§ **Dataset records**

▼

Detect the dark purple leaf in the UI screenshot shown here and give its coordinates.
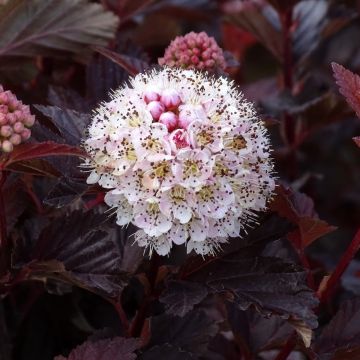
[225,1,282,60]
[187,252,317,328]
[332,63,360,118]
[353,136,360,147]
[35,105,90,145]
[47,86,91,115]
[54,337,140,360]
[44,177,88,208]
[94,47,150,75]
[160,280,208,317]
[149,310,218,355]
[270,186,336,249]
[138,344,197,360]
[29,211,127,298]
[4,141,84,169]
[314,298,360,360]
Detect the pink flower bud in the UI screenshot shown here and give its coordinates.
[14,110,24,121]
[0,92,8,104]
[161,89,181,109]
[6,113,17,125]
[9,134,21,145]
[159,111,178,132]
[170,129,190,152]
[0,125,13,137]
[144,90,160,104]
[191,55,199,65]
[147,101,165,120]
[158,32,226,72]
[0,105,9,114]
[0,112,8,126]
[23,115,35,127]
[20,129,31,141]
[13,121,24,134]
[178,110,194,130]
[1,140,14,152]
[8,100,18,111]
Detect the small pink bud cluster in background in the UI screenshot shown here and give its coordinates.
[0,85,35,152]
[159,32,226,72]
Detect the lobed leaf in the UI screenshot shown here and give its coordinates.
[270,186,336,249]
[35,105,90,146]
[138,344,197,360]
[0,0,118,66]
[188,254,317,328]
[313,298,360,360]
[3,141,84,169]
[149,310,218,355]
[331,62,360,118]
[54,337,140,360]
[94,46,150,76]
[160,280,208,317]
[29,211,127,298]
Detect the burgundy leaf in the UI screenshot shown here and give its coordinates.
[35,105,90,146]
[314,298,360,360]
[332,62,360,118]
[149,310,218,356]
[160,280,208,317]
[54,337,140,360]
[7,159,61,177]
[29,211,127,298]
[224,1,282,60]
[4,141,85,169]
[44,177,88,208]
[270,186,336,249]
[94,46,150,75]
[187,252,317,328]
[138,344,197,360]
[353,136,360,147]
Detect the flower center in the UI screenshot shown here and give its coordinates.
[170,185,185,202]
[184,160,199,177]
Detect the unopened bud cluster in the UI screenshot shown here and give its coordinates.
[159,32,226,72]
[0,85,35,152]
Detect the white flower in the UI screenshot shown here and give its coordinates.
[84,68,275,255]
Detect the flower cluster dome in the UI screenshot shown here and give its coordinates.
[84,68,275,255]
[159,32,226,72]
[0,85,35,152]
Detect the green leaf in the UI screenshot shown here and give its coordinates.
[0,0,118,67]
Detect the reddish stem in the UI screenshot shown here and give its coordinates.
[130,253,160,337]
[110,299,129,335]
[319,229,360,303]
[275,332,296,360]
[280,7,293,90]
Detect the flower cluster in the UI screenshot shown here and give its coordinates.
[159,32,226,72]
[84,68,275,255]
[0,85,35,152]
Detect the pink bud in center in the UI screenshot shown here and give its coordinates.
[147,101,165,120]
[144,90,160,104]
[159,111,178,132]
[13,121,24,133]
[179,110,194,130]
[1,140,14,152]
[161,89,181,109]
[0,125,13,137]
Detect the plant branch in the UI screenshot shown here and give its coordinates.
[275,331,296,360]
[110,299,129,335]
[130,253,160,337]
[318,229,360,303]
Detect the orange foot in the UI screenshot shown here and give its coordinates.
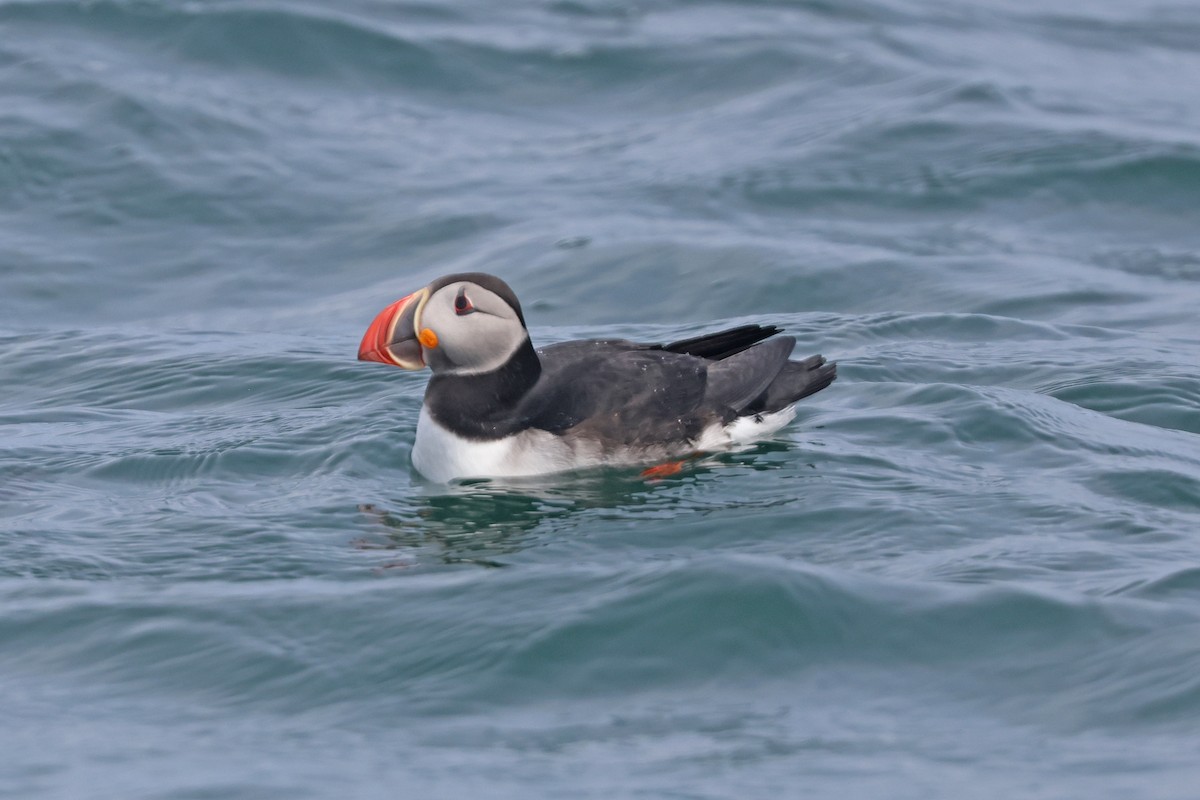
[642,461,686,477]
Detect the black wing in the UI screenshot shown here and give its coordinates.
[521,342,715,445]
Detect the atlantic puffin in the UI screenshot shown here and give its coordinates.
[359,272,838,482]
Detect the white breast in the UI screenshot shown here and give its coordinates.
[413,405,796,483]
[413,405,587,483]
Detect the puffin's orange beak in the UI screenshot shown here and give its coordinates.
[359,288,430,369]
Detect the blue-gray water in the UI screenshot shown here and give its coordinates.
[0,0,1200,800]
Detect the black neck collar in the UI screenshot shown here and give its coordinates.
[425,336,541,439]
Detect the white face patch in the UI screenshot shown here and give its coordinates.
[418,281,529,375]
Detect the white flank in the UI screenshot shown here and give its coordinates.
[413,405,796,483]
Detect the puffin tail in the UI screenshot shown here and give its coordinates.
[746,355,838,414]
[659,325,781,361]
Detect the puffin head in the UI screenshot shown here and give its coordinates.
[359,272,529,375]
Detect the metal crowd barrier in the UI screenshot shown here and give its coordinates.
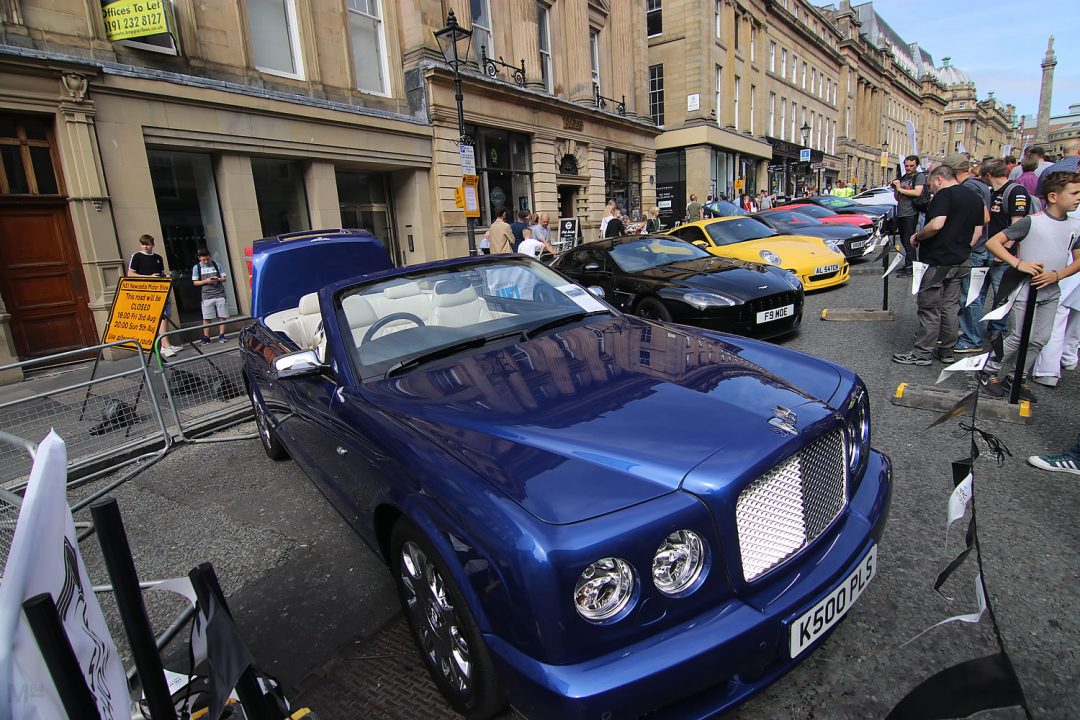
[153,316,258,443]
[0,340,172,496]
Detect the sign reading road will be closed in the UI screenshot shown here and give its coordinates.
[102,277,173,352]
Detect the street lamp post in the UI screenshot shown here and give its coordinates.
[881,140,889,185]
[434,10,476,255]
[799,120,813,194]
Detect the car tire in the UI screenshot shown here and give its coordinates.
[251,386,289,461]
[634,298,672,323]
[390,519,507,720]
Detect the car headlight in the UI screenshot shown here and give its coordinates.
[573,557,634,623]
[652,530,705,597]
[758,250,783,264]
[845,388,870,473]
[683,293,739,310]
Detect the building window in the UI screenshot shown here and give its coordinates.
[247,0,303,78]
[645,0,664,38]
[649,65,664,127]
[589,30,600,93]
[0,114,60,195]
[713,65,724,125]
[750,85,757,135]
[465,125,532,225]
[349,0,390,95]
[252,158,311,237]
[732,76,742,131]
[537,2,555,93]
[470,0,495,70]
[604,149,642,218]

▲

§ **What you will do**
Recast the data above as a numbered list with one entry per line. Skip blank lines and leave the pictures out.

§ **Exercise solution**
1. Detect the dark purple leaf in the UI screenshot shown here and give its coordinates.
2. [225,1,282,60]
3. [187,252,317,328]
4. [332,63,360,118]
5. [353,136,360,147]
6. [35,105,90,145]
7. [47,86,91,115]
8. [54,337,140,360]
9. [44,177,88,208]
10. [94,47,150,75]
11. [160,280,208,317]
12. [149,310,218,355]
13. [270,186,336,249]
14. [138,344,197,360]
15. [29,211,127,298]
16. [4,141,84,169]
17. [314,298,360,360]
18. Detect the pink flower bud in the UI screenshot shown here and give its coordinates.
19. [14,110,24,121]
20. [0,92,8,104]
21. [161,89,181,109]
22. [6,113,17,125]
23. [9,134,21,145]
24. [159,111,178,132]
25. [170,129,190,152]
26. [0,125,13,137]
27. [144,90,160,104]
28. [191,55,199,65]
29. [147,101,165,120]
30. [158,32,226,72]
31. [0,105,9,114]
32. [0,112,8,126]
33. [23,115,35,127]
34. [20,129,31,141]
35. [13,121,24,134]
36. [178,110,194,130]
37. [1,140,14,152]
38. [8,100,18,111]
39. Detect the small pink bud cluster in background in the UI screenshot shown here and give its coordinates.
40. [0,85,35,152]
41. [159,32,226,72]
42. Detect the lobed leaf in the UI screenshot shown here and give its coordinates.
43. [270,186,336,249]
44. [35,105,90,146]
45. [138,344,197,360]
46. [0,0,118,66]
47. [188,254,317,328]
48. [313,298,360,360]
49. [3,141,84,169]
50. [149,310,218,355]
51. [331,62,360,118]
52. [54,337,140,360]
53. [94,46,150,76]
54. [160,280,208,317]
55. [29,211,127,298]
56. Detect the burgundy leaf in the UI screenshot shown here and give its coordinates.
57. [35,105,90,146]
58. [314,298,360,360]
59. [332,62,360,118]
60. [149,310,218,356]
61. [160,280,208,317]
62. [54,337,140,360]
63. [7,159,61,177]
64. [29,211,127,298]
65. [224,1,282,60]
66. [4,141,85,169]
67. [44,177,88,208]
68. [270,186,336,249]
69. [94,46,150,75]
70. [187,252,317,328]
71. [138,344,197,360]
72. [353,136,360,147]
73. Detect the flower center in the UI screenshot shown here and give its coordinates.
74. [170,185,185,202]
75. [184,160,199,177]
76. Detect the unopened bud cluster in the UI screenshot shown here and give its coordinates.
77. [159,32,226,72]
78. [0,85,35,152]
79. Detect the white flower in the UI screenshot shown here and give its coordinates.
80. [84,68,275,255]
81. Detect the flower cluster dome in the UI screenshot shown here and give its coordinates.
82. [84,68,275,255]
83. [159,32,226,72]
84. [0,85,35,152]
85. Detect the green leaf in the UI screenshot shown here and give its coordinates.
86. [0,0,118,67]
87. Detect the reddish stem in the UI screenshot shown here and give its coordinates.
88. [130,253,160,337]
89. [110,299,129,335]
90. [319,229,360,303]
91. [275,332,296,360]
92. [280,7,293,90]
93. Detect the flower cluster in the UI screenshot shown here and give its coordinates.
94. [159,32,226,72]
95. [84,68,275,255]
96. [0,85,35,152]
97. Detect the pink bud in center in the UI screenshot shown here and give its coordinates.
98. [147,101,165,120]
99. [144,90,160,104]
100. [159,111,178,132]
101. [13,121,24,133]
102. [179,110,194,130]
103. [1,140,14,152]
104. [161,89,181,109]
105. [0,125,13,137]
106. Detect the plant branch in the UI screenshot shown here and give its coordinates.
107. [275,331,296,360]
108. [110,299,129,335]
109. [130,253,160,337]
110. [318,229,360,303]
111. Detect the orange foot in the UI screenshot shown here and give its coordinates.
112. [642,461,686,477]
113. Detect the black wing in the UI screenshot shown here and give its coordinates.
114. [521,342,715,445]
115. Detect the atlantic puffin in the UI screenshot shown here and give its coordinates.
116. [359,272,838,482]
117. Detect the white breast in the UI screenshot shown here and give its coordinates.
118. [413,405,796,483]
119. [413,405,587,483]
120. Detect the puffin's orange beak in the UI screenshot shown here and give its coordinates.
121. [359,288,430,369]
122. Detect the blue-gray water in the UI screenshot shown here and give its coordinates.
123. [0,0,1200,800]
124. Detect the black neck collar in the UI screenshot shown here and give its coordinates.
125. [425,336,541,439]
126. Detect the white face patch in the UI screenshot shown here and give its coordinates.
127. [418,281,529,375]
128. Detect the white flank in the UI screenshot shown here and give its coordinates.
129. [413,405,796,483]
130. Detect the puffin tail in the UI screenshot shown here and give its coordinates.
131. [746,355,838,414]
132. [659,325,781,361]
133. Detect the puffin head in the UI screenshot shown here and give its coordinates.
134. [359,272,529,375]
135. Detect the metal crowd barrier in the UI screenshot shown here and give its coordinates.
136. [153,316,258,443]
137. [0,340,172,496]
138. Detect the sign reading road will be closed in the UI screenshot shown here and give its coordinates.
139. [102,277,173,352]
140. Detect the street lamp post in the UI screenshot shown here and give its coordinates.
141. [881,140,889,185]
142. [434,10,476,255]
143. [799,120,813,194]
144. Detect the car tire in the UI screenshot shown here and give its coordinates.
145. [251,386,289,461]
146. [634,298,672,323]
147. [390,519,507,720]
148. Detect the car headlight in the UI screenshot shown here and give its coordinates.
149. [573,557,634,623]
150. [652,530,705,597]
151. [758,250,783,264]
152. [845,388,870,473]
153. [683,293,739,310]
154. Detect the building window in the UI screenshot shown here and give its coordinates.
155. [247,0,303,78]
156. [645,0,664,38]
157. [649,65,664,127]
158. [589,30,600,93]
159. [0,114,60,195]
160. [713,65,724,125]
161. [750,85,757,135]
162. [465,125,532,225]
163. [349,0,390,95]
164. [252,158,311,237]
165. [732,76,742,131]
166. [537,2,555,93]
167. [470,0,495,70]
168. [604,149,642,218]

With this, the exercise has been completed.